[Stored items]

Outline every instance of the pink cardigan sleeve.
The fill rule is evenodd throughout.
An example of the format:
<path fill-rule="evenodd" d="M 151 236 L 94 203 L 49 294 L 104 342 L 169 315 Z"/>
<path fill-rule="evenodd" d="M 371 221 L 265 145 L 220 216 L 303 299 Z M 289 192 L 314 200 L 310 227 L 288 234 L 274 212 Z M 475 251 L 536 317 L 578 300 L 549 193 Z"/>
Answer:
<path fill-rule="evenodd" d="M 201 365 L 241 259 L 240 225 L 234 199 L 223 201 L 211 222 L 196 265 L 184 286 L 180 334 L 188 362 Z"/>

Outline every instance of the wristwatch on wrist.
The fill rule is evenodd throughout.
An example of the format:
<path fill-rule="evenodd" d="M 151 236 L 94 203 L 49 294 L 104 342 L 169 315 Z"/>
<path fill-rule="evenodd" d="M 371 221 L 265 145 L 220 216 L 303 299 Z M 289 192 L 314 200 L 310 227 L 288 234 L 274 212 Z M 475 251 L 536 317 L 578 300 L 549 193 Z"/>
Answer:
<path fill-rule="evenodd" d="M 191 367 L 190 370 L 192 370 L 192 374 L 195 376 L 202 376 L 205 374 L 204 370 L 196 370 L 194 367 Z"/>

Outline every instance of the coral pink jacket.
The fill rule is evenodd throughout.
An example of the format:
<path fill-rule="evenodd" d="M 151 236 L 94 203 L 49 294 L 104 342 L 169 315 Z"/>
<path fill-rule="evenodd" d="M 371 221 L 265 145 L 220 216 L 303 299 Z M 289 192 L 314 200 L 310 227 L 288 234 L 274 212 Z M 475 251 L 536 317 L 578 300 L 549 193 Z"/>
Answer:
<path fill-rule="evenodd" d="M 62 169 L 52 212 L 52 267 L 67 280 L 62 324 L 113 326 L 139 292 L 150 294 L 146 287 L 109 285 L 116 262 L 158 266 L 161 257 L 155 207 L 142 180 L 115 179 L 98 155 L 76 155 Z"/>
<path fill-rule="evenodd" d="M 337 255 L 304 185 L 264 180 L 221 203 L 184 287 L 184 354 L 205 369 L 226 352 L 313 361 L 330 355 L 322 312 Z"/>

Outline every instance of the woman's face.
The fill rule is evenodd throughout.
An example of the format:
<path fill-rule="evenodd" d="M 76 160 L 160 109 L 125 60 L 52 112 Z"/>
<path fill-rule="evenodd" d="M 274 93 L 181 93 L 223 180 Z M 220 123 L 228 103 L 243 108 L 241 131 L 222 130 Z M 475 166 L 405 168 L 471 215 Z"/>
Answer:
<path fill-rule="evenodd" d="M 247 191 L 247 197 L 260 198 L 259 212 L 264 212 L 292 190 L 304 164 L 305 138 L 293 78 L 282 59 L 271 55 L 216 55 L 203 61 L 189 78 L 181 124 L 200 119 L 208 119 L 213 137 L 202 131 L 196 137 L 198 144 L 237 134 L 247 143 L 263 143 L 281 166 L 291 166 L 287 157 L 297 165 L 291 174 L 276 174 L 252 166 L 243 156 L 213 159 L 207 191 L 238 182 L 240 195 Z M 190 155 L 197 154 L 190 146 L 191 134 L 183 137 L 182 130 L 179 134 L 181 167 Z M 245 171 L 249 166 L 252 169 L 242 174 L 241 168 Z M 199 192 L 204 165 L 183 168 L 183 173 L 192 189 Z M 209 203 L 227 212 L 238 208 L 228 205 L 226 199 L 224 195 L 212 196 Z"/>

* Your assignment *
Look over the data above and show each line that contains "every".

* Answer to this exercise *
Outline every instance of the pink cardigan sleeve.
Outline every instance of the wristwatch on wrist.
Outline every instance of the coral pink jacket.
Outline every instance of the woman's face.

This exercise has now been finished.